### Problem requirements:
Return exactly the span of lines that opens with the line containing "point: red roof" and closes with the last line of the data, inclusive.

### Records for this exercise:
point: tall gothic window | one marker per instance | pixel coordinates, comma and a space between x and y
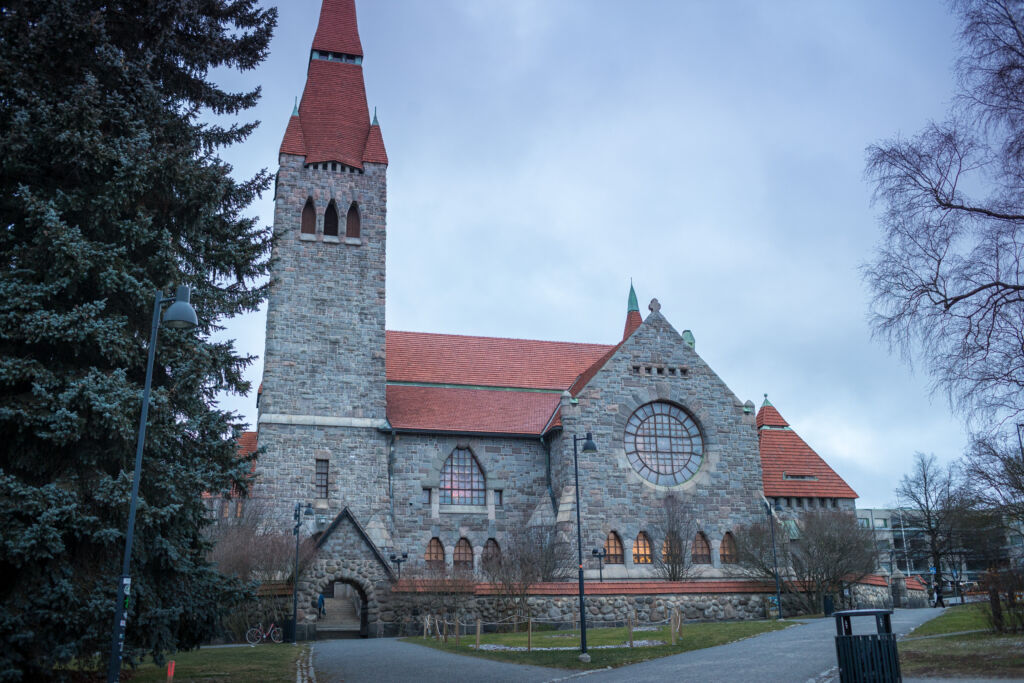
462, 480
492, 555
672, 550
331, 219
352, 221
641, 549
613, 549
727, 554
322, 477
463, 558
700, 553
309, 217
435, 554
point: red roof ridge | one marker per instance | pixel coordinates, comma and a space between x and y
484, 337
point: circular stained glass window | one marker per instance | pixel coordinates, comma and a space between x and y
664, 443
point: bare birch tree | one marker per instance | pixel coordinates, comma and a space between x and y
947, 279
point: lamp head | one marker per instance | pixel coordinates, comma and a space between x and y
588, 443
181, 315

### Correct response:
point: red roof ridge | one marker per instance | pixel coordinates, comma and a space between x and y
484, 337
point: circular stained glass window | one marker per instance | pixel coordinates, comma and a space between x and y
664, 443
point: bare birch tree | one marker per instance | pixel coordinates, comma and a space between x and y
947, 279
point: lamp head | one marker per instance | pixel coordinates, comma and a space between x and y
588, 443
181, 315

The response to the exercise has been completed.